▶ _Extracted records_

====================

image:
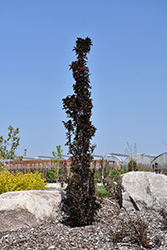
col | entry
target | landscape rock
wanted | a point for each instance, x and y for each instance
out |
(28, 208)
(144, 190)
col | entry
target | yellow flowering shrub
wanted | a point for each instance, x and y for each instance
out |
(19, 181)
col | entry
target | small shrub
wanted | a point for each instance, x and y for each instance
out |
(19, 181)
(136, 230)
(102, 192)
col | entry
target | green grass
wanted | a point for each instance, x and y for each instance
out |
(102, 192)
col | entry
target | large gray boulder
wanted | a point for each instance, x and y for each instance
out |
(28, 208)
(144, 190)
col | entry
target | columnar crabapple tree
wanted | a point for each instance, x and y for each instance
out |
(80, 203)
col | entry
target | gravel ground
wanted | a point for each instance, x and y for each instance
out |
(100, 235)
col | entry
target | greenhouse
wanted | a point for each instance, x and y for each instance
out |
(142, 160)
(114, 161)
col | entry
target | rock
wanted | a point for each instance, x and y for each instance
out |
(144, 190)
(28, 208)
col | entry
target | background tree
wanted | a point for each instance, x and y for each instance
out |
(80, 203)
(9, 146)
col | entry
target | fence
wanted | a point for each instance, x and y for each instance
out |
(44, 166)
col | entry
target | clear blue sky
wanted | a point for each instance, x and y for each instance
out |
(128, 66)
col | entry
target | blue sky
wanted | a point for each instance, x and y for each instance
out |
(128, 66)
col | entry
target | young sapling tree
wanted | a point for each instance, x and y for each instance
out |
(80, 203)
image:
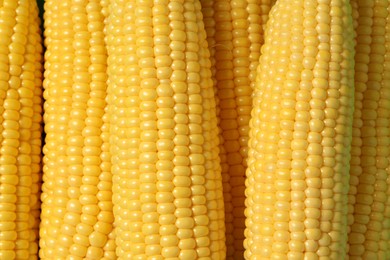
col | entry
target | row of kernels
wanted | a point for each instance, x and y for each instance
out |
(123, 89)
(361, 69)
(264, 196)
(213, 182)
(36, 131)
(103, 226)
(58, 91)
(162, 27)
(295, 227)
(148, 127)
(10, 128)
(26, 95)
(227, 108)
(202, 234)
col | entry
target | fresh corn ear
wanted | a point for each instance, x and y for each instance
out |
(167, 188)
(369, 212)
(301, 130)
(76, 200)
(235, 35)
(20, 128)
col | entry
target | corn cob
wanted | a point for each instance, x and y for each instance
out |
(76, 201)
(167, 189)
(297, 177)
(368, 196)
(20, 81)
(235, 35)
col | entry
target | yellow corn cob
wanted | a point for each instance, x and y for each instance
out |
(368, 197)
(76, 201)
(167, 188)
(297, 177)
(20, 139)
(235, 35)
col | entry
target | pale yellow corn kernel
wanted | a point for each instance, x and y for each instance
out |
(235, 35)
(76, 201)
(298, 159)
(368, 219)
(167, 189)
(20, 81)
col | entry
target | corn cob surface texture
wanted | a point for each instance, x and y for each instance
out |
(235, 35)
(77, 212)
(20, 139)
(167, 188)
(300, 138)
(369, 221)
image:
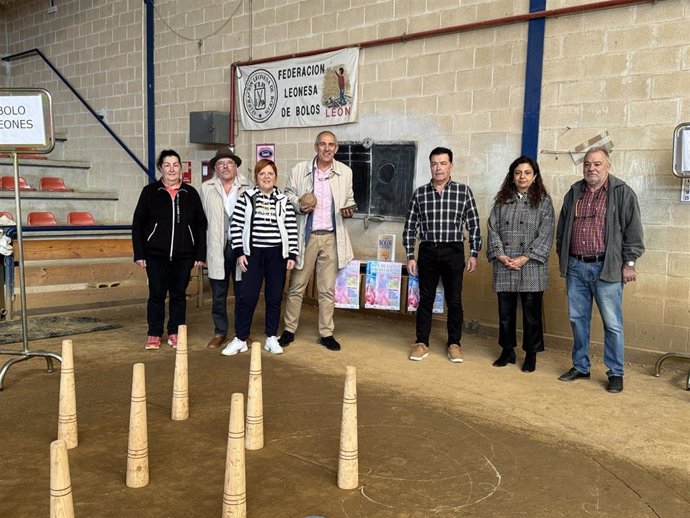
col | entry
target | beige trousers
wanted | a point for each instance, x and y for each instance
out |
(321, 252)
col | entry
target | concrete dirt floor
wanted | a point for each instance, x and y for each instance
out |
(436, 439)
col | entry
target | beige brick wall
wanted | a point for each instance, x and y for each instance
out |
(621, 70)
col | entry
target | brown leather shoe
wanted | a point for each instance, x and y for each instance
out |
(216, 342)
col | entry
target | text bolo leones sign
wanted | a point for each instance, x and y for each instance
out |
(26, 120)
(318, 90)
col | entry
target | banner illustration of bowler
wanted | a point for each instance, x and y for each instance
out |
(318, 90)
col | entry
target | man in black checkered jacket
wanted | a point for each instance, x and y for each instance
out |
(437, 212)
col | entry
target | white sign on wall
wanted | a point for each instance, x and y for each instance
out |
(318, 90)
(25, 120)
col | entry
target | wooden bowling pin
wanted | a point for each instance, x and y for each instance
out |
(348, 458)
(235, 490)
(138, 447)
(67, 407)
(61, 504)
(254, 439)
(180, 405)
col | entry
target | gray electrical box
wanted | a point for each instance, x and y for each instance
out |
(209, 128)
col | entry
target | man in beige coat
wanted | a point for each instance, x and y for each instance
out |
(324, 243)
(218, 197)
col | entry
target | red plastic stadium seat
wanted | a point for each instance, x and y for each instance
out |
(7, 184)
(41, 219)
(52, 183)
(80, 218)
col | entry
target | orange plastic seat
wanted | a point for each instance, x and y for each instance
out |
(80, 218)
(53, 183)
(7, 184)
(41, 219)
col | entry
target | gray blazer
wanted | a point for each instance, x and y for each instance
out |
(624, 235)
(515, 228)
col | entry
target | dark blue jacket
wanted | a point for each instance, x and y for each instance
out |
(170, 228)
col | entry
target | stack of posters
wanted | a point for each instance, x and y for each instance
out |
(382, 285)
(347, 286)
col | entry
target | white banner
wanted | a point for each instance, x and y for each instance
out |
(318, 90)
(22, 120)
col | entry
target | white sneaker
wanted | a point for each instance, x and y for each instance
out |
(272, 345)
(234, 347)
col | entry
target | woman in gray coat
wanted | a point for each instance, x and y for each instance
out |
(521, 227)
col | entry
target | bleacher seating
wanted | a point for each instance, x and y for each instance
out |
(80, 218)
(53, 183)
(41, 219)
(7, 184)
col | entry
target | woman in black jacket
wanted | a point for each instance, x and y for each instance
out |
(169, 238)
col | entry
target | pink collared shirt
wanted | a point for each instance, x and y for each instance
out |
(323, 218)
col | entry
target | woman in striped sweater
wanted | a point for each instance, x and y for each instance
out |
(264, 238)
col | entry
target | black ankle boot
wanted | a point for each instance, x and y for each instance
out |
(530, 362)
(507, 356)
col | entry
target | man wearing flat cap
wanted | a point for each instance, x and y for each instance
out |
(218, 197)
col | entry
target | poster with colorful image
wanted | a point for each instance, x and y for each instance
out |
(382, 285)
(413, 295)
(347, 286)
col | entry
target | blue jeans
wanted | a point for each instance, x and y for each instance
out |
(583, 285)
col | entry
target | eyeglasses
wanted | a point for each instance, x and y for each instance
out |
(225, 163)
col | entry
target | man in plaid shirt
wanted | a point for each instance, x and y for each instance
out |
(438, 210)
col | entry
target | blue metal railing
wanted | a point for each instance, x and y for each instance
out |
(105, 125)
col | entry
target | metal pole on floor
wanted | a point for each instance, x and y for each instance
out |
(25, 353)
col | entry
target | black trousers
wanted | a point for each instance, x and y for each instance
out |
(166, 276)
(268, 267)
(446, 262)
(532, 325)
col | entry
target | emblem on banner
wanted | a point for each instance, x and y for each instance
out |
(260, 96)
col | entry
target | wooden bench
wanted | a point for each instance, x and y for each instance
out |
(65, 273)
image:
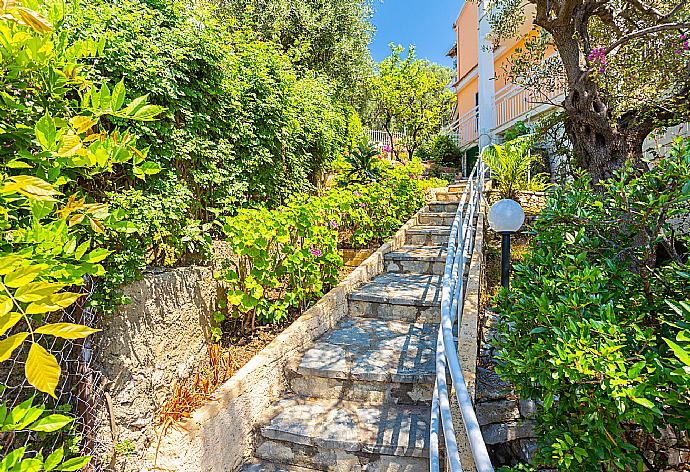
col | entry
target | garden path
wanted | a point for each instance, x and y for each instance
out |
(359, 399)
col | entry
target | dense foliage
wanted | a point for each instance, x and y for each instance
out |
(511, 165)
(625, 63)
(243, 123)
(442, 149)
(328, 36)
(411, 95)
(286, 258)
(57, 161)
(596, 323)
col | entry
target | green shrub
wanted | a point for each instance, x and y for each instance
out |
(511, 163)
(588, 325)
(285, 258)
(243, 124)
(282, 259)
(445, 150)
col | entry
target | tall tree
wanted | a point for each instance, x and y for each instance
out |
(410, 95)
(627, 67)
(328, 36)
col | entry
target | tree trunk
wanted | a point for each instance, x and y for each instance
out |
(601, 143)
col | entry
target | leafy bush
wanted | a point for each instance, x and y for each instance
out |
(595, 324)
(511, 164)
(285, 258)
(242, 123)
(282, 259)
(443, 149)
(57, 160)
(364, 165)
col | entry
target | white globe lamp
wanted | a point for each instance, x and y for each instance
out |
(506, 217)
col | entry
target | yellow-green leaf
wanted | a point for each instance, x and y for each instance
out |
(36, 291)
(42, 370)
(83, 123)
(8, 345)
(52, 303)
(35, 188)
(96, 225)
(7, 264)
(8, 320)
(66, 330)
(6, 305)
(23, 275)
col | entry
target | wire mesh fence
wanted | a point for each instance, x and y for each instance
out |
(80, 391)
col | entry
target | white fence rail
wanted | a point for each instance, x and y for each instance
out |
(381, 138)
(460, 250)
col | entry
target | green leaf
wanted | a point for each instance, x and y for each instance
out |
(35, 291)
(97, 255)
(19, 412)
(51, 423)
(66, 330)
(42, 370)
(46, 132)
(680, 353)
(8, 320)
(118, 97)
(9, 344)
(23, 275)
(75, 463)
(12, 458)
(54, 459)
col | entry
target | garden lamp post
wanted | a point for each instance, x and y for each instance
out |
(506, 217)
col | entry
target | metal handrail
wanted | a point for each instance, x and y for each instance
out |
(460, 250)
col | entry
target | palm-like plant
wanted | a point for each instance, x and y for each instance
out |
(364, 165)
(510, 164)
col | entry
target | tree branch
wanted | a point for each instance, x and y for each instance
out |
(648, 10)
(646, 31)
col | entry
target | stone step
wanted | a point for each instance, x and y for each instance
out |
(338, 435)
(436, 218)
(258, 466)
(457, 187)
(443, 207)
(369, 360)
(449, 196)
(427, 235)
(399, 296)
(417, 259)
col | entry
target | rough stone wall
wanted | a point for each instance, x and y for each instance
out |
(507, 422)
(149, 344)
(220, 436)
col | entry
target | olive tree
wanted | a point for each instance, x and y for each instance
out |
(627, 67)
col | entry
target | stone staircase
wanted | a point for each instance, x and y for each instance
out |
(359, 399)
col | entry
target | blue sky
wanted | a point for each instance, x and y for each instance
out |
(428, 24)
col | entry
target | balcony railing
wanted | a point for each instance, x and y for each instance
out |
(514, 102)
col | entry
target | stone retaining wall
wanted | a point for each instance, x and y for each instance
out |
(160, 337)
(221, 435)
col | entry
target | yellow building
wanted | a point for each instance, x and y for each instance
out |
(507, 103)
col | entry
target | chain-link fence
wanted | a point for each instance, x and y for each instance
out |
(79, 393)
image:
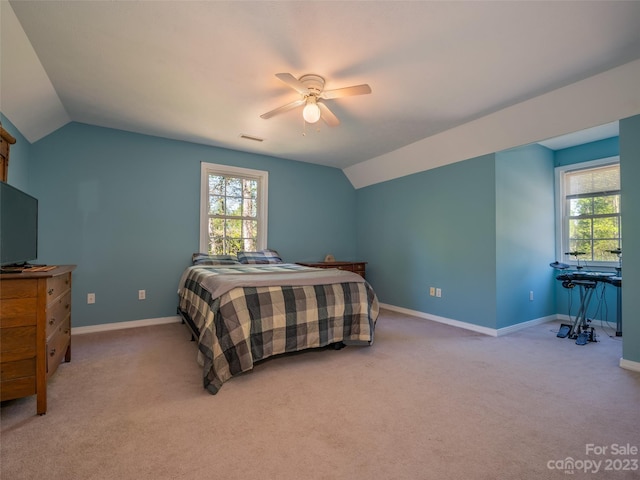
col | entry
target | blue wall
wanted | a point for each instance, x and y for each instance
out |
(482, 230)
(630, 179)
(525, 234)
(124, 208)
(435, 228)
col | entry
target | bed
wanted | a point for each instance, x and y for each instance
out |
(246, 308)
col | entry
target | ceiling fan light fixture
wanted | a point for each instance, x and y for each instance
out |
(311, 112)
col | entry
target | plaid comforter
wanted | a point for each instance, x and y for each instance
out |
(250, 323)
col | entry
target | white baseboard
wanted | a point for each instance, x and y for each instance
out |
(470, 326)
(122, 325)
(630, 365)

====================

▶ _EXERCISE_
How many lines in the records above contain the word "wooden"? Give only the number.

▶ _REPLY TO THE EXERCISE_
2